(Task requirements) Print every line of the records below word for word, but leave the pictures out.
═══ Data rows ═══
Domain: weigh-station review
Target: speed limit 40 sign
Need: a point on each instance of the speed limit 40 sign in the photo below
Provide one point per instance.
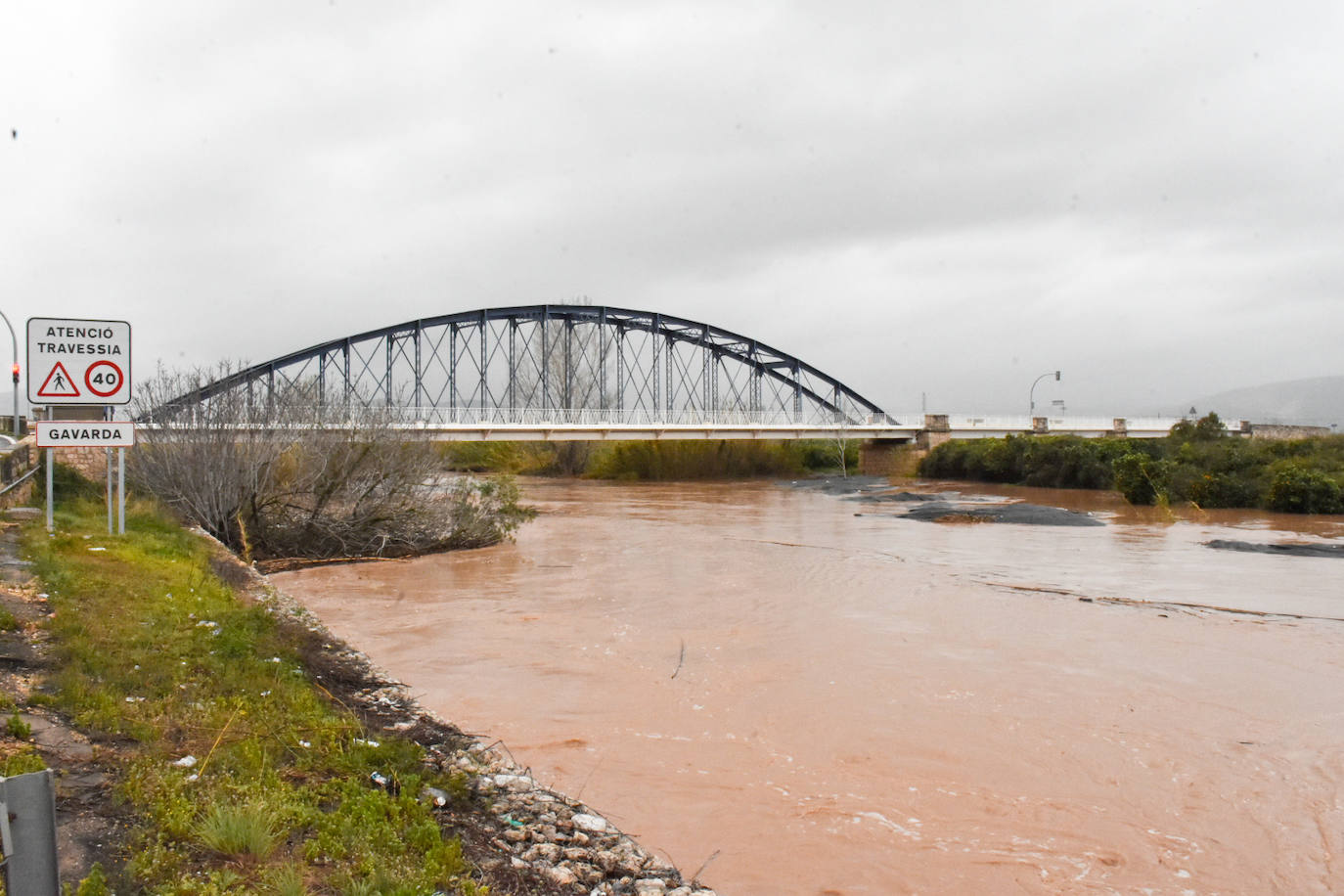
(75, 362)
═══
(Response for this exercise)
Domain: weigh-station review
Target: speed limit 40 sign
Need: a point on each instance of the speed limit 40 sign in the photo below
Provide one point per instance.
(75, 362)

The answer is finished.